WORK REQUEST :: Only the lines from the one with "Target: blue sky" through the last belong in the output; print them exactly as given below.

INPUT DATA ::

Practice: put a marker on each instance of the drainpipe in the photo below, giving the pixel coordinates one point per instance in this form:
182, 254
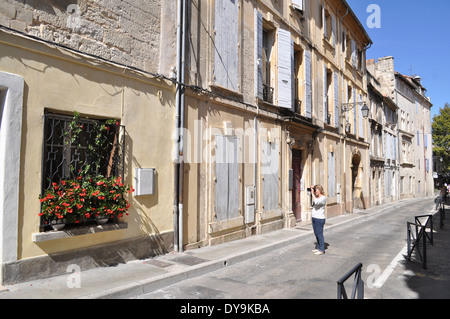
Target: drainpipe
179, 124
182, 100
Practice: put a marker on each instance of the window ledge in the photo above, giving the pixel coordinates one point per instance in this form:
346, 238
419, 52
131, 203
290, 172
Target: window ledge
78, 231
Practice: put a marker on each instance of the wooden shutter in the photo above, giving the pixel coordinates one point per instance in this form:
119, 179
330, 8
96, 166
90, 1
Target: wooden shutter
331, 175
354, 54
336, 98
360, 117
226, 55
333, 30
308, 86
226, 198
270, 174
325, 93
284, 69
354, 112
258, 55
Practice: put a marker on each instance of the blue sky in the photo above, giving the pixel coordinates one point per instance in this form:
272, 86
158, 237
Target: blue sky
417, 34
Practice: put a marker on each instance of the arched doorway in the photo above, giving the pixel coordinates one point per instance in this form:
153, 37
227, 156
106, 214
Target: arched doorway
357, 181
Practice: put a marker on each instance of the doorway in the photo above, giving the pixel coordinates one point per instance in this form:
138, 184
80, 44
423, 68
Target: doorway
297, 177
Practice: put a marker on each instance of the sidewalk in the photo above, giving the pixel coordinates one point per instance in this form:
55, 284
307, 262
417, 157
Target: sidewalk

RESULT OF THIS TASK ::
Target: blue sky
417, 34
Practice: put a marker on each instance of the arched doorway in the photo above, giving the pixel coordinates one point per instance in this form:
153, 37
227, 156
106, 214
Target: arched doorway
357, 181
Practice: put a marker on each instance of the doorway in the photo above, giving the pixel coordinates one point per instance in this form:
138, 184
80, 44
423, 68
Target: doorway
297, 177
Practice: put a marker on each instance of the sidewalk in the photo above, giving the pixel coordinates one point per instance in this form:
55, 284
307, 262
417, 157
Target: sidewalk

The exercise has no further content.